======== Text segment

= Australian honours order of wearing =

Positioning of Australian Orders, Decorations and Medals

The Governor-General of Australia publishes the order of wearing of Australian orders, decorations and medals in the Commonwealth of Australia Gazette. The Order of Wearing Australian Honours and Awards was last published in 2007.

== Order of wearing ==
The order of wearing decorations and awards within the Australian honours system is prescribed as follows.

Honours and awards listed are:
- those within the Australian system of honours and awards;
- those conferred by the Sovereign in exercise of the royal prerogative;
- those within the Order of St John; and
- foreign awards the acceptance and wearing of which have been authorised by the Governor-General.

Awards of the United Kingdom issued since 5 October 1992 are classified as foreign and are worn accordingly.

1. Victoria Cross/Victoria Cross for Australia VC
2. Cross of Valour CV
3. Knight/Lady Companion of the Order of the Garter (Note: Conferred by The Sovereign in exercise of the Royal Prerogative) KG/LG
4. Knight/Lady of the Order of the Thistle KT/LT
5. Member of the Order of Merit OM (Civil Division and Military Division)
6. Knight/Dame of the Order of Australia (Note: "Provision for further awards at this level within the Order of Australia was removed by Her Majesty The Queen on 3 March 1986 on the advice of the Prime Minister. The grade was reinstated on 25 March 2014 on the advice of the Prime Minister." Order of Wearing, Page 5, Note 2.) AK/AD
7. Knight/Dame Grand Cross of the Royal Victorian Order GCVO
8. Companion of the Order of Australia (General Division) AC (Military Division)
9. Knight/Dame Commander of the Royal Victorian Order KCVO/DCVO
10. Officer of the Order of Australia (General Division) AO (Military Division)
11. Commander of the Royal Victorian Order CVO
12. Star of Gallantry SG
13. Star of Courage SC
14. Distinguished Service Cross DSC
15. Member of the Order of Australia (General Division) AM (Military Division)
16. Lieutenant of the Royal Victorian Order LVO
17. Member of the Royal Victorian Order MVO
18. Conspicuous Service Cross CSC
19. Nursing Service Cross NSC
20. Medal for Gallantry MG
21. Bravery Medal BM
22. Distinguished Service Medal DSM
23. Public Service Medal PSM
24. Australian Police Medal APM
25. Australian Fire Service Medal AFSM
26. Ambulance Service Medal ASM
27. Emergency Services Medal ESM
28. Australian Corrections Medal (Note: Commonwealth of Australia Gazette Notice C2017G00904 of 18 August 2017 specifies the medal is to be worn immediately after the Emergency Services Medal.) ACM
29. Australian Intelligence Medal (Note: Commonwealth of Australia Gazette Notice C2020G00621 of 31 July 2020 specifies the medal is to be worn immediately after the Australian Corrections Medal.) AIM
30. Medal of the Order of Australia (General Division) OAM (Military Division)

================
======== Material

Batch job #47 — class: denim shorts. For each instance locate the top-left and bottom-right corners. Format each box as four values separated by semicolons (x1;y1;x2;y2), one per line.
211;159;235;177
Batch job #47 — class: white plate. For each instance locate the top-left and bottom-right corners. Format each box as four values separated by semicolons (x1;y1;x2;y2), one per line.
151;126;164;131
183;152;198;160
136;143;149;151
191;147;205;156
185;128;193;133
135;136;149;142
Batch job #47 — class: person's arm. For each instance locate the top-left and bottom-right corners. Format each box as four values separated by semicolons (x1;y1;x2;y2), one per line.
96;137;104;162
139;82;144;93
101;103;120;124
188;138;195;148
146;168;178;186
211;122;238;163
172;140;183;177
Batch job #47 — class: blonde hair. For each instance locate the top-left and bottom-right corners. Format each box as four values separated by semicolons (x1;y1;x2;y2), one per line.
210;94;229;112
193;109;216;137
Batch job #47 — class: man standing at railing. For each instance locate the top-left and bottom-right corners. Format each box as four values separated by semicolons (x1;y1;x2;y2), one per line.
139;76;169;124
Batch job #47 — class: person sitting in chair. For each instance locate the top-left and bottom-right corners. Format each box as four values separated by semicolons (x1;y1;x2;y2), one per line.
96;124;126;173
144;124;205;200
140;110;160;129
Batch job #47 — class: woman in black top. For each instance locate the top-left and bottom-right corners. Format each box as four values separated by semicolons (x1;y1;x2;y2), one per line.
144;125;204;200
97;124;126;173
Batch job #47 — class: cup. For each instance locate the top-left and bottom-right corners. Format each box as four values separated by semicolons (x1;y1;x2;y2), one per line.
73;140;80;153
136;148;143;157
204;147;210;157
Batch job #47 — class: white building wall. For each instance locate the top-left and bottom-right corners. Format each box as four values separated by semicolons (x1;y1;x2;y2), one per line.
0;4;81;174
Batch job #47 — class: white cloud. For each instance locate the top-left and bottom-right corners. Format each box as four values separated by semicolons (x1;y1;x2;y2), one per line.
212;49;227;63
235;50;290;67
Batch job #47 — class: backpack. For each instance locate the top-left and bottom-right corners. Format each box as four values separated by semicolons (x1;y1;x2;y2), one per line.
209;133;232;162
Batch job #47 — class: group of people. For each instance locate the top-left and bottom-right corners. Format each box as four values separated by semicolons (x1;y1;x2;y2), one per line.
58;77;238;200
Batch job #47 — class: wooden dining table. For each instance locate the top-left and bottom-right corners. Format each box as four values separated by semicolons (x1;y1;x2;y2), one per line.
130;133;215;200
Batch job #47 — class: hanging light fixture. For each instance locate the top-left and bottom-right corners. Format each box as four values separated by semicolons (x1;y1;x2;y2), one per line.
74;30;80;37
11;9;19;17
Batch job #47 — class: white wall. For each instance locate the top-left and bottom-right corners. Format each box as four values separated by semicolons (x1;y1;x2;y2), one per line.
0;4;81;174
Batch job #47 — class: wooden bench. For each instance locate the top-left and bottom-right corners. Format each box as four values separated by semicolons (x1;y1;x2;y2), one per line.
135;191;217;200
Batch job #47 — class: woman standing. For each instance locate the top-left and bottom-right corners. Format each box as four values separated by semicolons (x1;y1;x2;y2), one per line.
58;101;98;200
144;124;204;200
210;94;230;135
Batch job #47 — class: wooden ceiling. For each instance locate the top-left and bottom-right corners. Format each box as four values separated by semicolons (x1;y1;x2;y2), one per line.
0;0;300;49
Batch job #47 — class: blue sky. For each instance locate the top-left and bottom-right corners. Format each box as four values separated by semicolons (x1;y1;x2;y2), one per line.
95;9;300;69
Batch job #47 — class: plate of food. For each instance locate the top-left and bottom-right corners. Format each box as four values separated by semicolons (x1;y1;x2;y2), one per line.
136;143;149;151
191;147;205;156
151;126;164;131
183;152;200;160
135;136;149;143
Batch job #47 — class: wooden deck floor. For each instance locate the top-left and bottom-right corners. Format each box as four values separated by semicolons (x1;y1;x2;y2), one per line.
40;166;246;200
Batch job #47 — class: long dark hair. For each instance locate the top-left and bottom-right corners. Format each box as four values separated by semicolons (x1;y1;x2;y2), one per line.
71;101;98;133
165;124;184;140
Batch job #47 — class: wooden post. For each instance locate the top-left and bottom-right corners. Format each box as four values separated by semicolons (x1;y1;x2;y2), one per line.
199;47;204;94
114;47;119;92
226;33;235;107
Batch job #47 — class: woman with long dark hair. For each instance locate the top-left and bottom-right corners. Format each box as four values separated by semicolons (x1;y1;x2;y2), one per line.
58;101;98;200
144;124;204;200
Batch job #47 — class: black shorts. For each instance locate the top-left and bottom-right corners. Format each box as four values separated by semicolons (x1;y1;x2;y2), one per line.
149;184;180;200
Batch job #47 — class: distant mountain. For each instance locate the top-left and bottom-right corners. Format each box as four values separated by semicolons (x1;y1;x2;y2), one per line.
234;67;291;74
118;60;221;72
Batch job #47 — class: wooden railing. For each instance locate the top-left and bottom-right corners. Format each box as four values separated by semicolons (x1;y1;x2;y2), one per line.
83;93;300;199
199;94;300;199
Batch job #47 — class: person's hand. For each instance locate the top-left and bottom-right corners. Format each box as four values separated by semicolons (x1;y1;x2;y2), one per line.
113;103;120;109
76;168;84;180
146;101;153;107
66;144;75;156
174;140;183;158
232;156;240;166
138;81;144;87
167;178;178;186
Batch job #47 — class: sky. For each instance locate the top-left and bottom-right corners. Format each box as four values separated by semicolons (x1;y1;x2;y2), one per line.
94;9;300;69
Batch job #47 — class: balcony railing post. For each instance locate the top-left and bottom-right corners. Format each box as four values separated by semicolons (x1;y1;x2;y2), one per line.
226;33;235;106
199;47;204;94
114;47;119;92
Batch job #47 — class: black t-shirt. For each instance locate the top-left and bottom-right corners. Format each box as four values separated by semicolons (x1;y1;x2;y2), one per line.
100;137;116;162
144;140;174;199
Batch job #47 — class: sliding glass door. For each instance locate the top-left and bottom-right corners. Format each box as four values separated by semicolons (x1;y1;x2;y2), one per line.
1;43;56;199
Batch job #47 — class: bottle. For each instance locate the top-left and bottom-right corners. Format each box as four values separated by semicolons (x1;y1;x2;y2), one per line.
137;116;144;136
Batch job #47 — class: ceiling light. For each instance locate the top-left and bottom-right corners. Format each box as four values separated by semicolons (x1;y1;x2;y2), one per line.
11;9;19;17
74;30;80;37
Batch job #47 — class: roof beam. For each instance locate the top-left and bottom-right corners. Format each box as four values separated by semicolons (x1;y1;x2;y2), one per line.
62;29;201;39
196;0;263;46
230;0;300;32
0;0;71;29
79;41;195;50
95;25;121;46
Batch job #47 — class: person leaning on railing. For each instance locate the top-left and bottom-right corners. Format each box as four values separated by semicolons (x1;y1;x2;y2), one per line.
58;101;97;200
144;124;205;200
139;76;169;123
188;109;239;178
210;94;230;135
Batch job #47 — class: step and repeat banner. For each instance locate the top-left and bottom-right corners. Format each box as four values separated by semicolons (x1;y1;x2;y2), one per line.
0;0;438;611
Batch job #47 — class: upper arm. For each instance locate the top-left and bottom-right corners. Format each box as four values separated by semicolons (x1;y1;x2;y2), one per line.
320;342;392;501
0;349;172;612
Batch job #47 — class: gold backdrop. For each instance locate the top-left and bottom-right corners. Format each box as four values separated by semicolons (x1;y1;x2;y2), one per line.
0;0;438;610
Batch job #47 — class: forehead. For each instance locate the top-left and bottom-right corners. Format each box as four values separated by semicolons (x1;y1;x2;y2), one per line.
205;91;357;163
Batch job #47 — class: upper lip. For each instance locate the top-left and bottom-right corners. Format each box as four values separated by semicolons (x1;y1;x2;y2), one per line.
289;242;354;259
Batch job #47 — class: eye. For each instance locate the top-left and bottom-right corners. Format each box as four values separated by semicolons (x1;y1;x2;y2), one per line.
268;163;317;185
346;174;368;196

================
======== Material

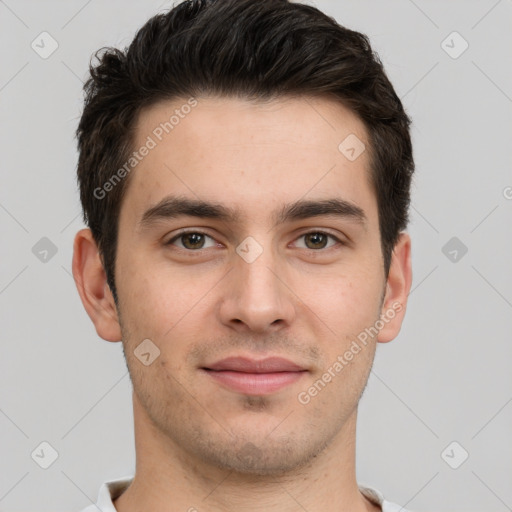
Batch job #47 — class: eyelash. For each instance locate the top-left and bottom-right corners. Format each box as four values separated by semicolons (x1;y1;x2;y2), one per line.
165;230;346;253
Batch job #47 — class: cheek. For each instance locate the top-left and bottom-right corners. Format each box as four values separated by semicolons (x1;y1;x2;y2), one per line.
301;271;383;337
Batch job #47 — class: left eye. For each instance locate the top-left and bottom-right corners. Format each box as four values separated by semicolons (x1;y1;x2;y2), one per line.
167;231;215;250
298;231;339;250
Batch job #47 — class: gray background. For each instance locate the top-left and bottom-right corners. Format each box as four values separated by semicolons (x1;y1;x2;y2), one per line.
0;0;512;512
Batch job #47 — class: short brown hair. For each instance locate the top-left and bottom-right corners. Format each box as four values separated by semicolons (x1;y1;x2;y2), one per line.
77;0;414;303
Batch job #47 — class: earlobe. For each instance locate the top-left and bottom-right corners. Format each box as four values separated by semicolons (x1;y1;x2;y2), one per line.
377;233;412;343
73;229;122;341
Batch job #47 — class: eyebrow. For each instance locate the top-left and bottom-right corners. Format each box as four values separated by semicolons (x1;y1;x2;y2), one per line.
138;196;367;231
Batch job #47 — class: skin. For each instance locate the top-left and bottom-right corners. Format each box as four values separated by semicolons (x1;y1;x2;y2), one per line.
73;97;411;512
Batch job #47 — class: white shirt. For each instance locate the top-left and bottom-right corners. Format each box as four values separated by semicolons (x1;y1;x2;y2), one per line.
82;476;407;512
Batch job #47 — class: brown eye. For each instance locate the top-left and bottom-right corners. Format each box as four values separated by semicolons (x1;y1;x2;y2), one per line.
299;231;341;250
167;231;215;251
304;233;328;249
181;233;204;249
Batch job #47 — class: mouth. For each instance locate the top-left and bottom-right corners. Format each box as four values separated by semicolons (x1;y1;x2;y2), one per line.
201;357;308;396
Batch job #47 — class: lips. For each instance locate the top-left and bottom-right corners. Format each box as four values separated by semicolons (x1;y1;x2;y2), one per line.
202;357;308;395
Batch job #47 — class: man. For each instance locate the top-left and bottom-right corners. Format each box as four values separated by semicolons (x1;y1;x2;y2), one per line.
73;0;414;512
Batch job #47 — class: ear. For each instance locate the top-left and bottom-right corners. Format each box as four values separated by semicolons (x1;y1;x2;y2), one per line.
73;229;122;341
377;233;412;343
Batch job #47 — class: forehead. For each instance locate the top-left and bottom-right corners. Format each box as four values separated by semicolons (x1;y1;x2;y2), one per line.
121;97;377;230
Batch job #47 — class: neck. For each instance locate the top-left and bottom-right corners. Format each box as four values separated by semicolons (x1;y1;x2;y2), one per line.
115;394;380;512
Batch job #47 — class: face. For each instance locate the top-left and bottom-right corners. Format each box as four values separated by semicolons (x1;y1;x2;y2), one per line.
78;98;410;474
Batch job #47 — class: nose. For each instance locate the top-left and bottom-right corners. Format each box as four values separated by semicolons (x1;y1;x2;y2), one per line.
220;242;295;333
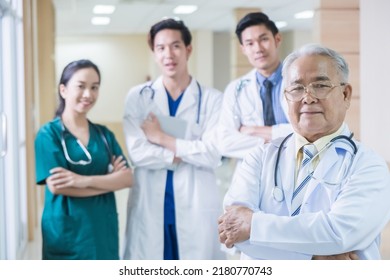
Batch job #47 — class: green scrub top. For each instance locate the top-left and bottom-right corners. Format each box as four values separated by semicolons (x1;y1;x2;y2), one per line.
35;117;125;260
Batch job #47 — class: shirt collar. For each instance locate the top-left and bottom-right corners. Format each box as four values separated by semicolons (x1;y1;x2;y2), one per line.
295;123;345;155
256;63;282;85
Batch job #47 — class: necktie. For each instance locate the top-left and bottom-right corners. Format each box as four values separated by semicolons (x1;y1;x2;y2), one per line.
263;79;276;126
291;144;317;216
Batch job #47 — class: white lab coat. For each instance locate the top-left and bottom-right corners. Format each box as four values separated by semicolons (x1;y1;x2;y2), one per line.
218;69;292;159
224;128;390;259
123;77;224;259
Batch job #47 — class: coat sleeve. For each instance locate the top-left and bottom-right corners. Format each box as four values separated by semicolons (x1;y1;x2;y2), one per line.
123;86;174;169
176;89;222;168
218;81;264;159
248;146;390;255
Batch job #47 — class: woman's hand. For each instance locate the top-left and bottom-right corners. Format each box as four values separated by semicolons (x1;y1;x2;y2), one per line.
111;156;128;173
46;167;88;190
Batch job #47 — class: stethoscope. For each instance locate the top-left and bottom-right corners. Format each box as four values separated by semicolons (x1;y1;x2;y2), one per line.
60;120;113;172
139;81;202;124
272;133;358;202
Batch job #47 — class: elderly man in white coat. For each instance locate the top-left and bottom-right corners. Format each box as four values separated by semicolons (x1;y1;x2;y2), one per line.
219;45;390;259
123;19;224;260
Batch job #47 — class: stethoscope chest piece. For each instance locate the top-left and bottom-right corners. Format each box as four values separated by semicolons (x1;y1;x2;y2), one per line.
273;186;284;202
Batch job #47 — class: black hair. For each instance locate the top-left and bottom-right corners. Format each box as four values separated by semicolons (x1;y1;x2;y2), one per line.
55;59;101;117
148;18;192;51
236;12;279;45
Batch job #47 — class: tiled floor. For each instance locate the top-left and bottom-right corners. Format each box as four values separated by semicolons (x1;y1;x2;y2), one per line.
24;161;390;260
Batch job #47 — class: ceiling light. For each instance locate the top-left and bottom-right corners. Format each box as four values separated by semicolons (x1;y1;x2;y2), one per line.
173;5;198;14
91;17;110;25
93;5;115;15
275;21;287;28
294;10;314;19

================

● **The exercise**
Answer these from the text on the Australian honours order of wearing:
(a) In what year was the Order of Wearing Australian Honours and Awards last published?
(b) From what date are awards of the United Kingdom classified as foreign?
(c) Which medal is worn immediately after the Australian Corrections Medal?

● **Result**
(a) 2007
(b) 5 October 1992
(c) The Australian Intelligence Medal